= Celebrity Farm =

Irish television series

Celebrity Farm is a 2003 Raidió Teilifís Éireann (RTÉ) reality television show, based on the international TV format The Farm, produced by Strix.

Held along similar lines as I'm a Celebrity... Get Me Out of Here!, Celebrity Farm required eight of Ireland's C-List celebrities to spend seven days on a farm with one being voted off every evening (or "turfed out" as RTÉ called it). It was hosted by Ear to the Ground presenter Mairead McGuinness and the prize money was €50,000 to the charity of their choice.

==Results==
Evictions were decided via a public televote, where the contestant getting the most votes would be "turfed out".

- 1st evicted: Twink, pantomime actress
- 2nd evicted: Paddy O'Gorman, TV presenter
- 3rd evicted: Mary Coughlan, jazz musician
- 4th evicted: Kevin Sharkey, artist
- 5th evicted: Mary Kingston, children's TV presenter
- 6th evicted: Tamara Gervasoni, then Rose of Tralee
- Runner-up: Gavin Lambe-Murphy, gossip columnist
- Winner: George McMahon, soap actor

The show was won by George McMahon, an actor from Fair City. He split his prize money between a children's charity, a children's hospital and a centre for those with disabilities. Kevin Sharkey had a serious disagreement with the other "farmhands", as they were called, and subsequently refused to appear with them on The Late Late Show after the series, instead appearing on rival chat show The Dunphy Show.

==Legacy==
Celebrity Farm left a pitiful legacy for Irish television viewers. One witness reported that it had taken until 2012 "to finally stop shuddering at the memory of such sitting room atrocities as RTÉ's Celebrity Farm".

- [Record set]:
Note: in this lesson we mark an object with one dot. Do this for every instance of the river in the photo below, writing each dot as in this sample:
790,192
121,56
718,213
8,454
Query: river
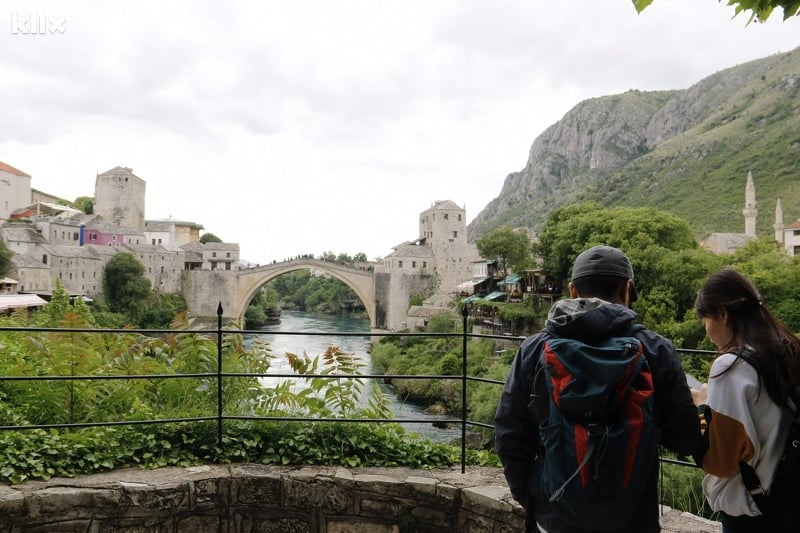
314,345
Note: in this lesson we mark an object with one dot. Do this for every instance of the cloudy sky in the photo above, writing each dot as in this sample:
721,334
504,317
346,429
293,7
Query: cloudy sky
295,127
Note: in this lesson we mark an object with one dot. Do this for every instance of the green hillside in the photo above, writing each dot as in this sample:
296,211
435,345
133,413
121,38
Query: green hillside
690,157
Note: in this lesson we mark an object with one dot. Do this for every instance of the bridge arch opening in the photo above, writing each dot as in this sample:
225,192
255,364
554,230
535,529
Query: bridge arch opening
358,281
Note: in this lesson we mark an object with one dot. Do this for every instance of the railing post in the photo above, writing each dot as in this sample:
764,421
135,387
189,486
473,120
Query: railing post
464,316
219,375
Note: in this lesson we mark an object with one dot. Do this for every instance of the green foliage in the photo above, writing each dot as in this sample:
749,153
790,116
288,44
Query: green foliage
38,454
511,248
125,287
5,259
84,203
680,488
163,309
209,237
760,10
443,322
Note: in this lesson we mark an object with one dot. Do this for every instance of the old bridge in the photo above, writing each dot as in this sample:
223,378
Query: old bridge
204,290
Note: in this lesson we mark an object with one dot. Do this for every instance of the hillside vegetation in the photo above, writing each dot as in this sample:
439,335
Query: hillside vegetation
687,152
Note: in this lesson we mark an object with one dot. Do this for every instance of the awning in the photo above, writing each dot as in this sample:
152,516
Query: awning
13,301
496,295
466,285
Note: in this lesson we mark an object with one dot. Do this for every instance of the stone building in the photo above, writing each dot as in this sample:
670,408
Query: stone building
431,266
788,236
15,190
119,197
171,234
213,255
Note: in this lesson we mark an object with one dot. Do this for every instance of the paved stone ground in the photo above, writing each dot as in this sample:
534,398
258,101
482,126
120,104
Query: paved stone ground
672,521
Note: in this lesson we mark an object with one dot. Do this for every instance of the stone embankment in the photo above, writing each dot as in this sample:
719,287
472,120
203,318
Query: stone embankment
270,499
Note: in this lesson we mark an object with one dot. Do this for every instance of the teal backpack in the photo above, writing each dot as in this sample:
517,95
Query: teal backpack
599,443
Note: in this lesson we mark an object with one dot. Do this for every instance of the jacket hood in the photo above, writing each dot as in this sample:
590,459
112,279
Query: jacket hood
588,318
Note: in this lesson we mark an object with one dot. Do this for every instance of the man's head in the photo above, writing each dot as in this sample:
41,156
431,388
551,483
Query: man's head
603,272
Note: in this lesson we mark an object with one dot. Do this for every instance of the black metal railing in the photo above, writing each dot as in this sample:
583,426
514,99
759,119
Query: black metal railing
219,333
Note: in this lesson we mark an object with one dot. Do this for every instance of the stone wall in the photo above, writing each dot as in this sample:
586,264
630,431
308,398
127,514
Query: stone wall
270,499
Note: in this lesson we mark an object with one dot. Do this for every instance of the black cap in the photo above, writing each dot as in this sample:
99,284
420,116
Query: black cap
604,261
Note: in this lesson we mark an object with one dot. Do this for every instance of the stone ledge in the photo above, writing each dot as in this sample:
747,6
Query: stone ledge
250,498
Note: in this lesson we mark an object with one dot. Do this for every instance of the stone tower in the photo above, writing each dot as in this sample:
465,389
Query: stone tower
778,226
750,210
119,198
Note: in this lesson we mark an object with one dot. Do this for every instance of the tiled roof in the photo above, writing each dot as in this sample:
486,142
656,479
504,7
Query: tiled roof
23,234
412,250
27,261
12,170
448,205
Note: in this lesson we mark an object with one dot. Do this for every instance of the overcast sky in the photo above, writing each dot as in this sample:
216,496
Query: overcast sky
304,126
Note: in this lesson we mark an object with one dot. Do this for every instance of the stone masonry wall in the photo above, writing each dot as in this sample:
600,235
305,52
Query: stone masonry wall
269,499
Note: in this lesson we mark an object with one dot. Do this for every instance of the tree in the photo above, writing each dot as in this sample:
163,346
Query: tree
209,237
125,288
511,248
85,204
5,259
667,262
759,10
644,233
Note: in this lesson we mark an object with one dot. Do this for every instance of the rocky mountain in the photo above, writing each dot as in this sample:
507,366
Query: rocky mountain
685,151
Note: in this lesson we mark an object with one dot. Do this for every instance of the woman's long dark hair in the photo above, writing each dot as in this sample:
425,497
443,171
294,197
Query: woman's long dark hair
758,336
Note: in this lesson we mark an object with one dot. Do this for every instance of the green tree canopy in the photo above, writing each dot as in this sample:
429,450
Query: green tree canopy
5,259
125,288
667,262
760,10
511,248
85,204
209,237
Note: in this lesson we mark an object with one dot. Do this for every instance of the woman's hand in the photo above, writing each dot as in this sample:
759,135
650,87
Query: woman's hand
699,397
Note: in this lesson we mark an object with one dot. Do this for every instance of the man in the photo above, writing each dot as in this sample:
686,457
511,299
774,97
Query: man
601,292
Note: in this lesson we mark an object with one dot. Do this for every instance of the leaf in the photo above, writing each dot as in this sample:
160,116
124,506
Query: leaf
640,5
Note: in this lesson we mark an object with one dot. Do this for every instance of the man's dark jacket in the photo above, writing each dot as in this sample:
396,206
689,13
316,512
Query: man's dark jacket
518,415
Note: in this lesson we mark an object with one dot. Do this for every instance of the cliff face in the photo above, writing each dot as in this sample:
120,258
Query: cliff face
591,151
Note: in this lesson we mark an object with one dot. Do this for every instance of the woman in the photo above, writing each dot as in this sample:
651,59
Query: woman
749,387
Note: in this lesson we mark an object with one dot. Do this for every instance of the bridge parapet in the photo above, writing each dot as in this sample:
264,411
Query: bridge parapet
204,290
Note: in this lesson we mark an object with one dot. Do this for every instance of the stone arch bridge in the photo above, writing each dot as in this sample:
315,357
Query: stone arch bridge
205,290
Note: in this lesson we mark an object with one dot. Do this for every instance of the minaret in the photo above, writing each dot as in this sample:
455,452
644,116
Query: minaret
750,211
778,226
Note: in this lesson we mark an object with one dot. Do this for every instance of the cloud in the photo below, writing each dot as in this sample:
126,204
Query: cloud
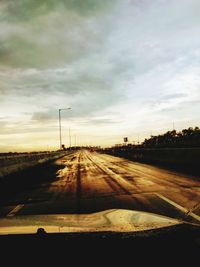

- [Exercise requirements]: According to the Celebrity Farm page, what determined which contestant was "turfed out" of the farm? The rows are separate material from the Celebrity Farm page.

- [Output of the task]: Evictions were decided by a public televote. The contestant who got the most votes was "turfed out," with one contestant leaving every evening.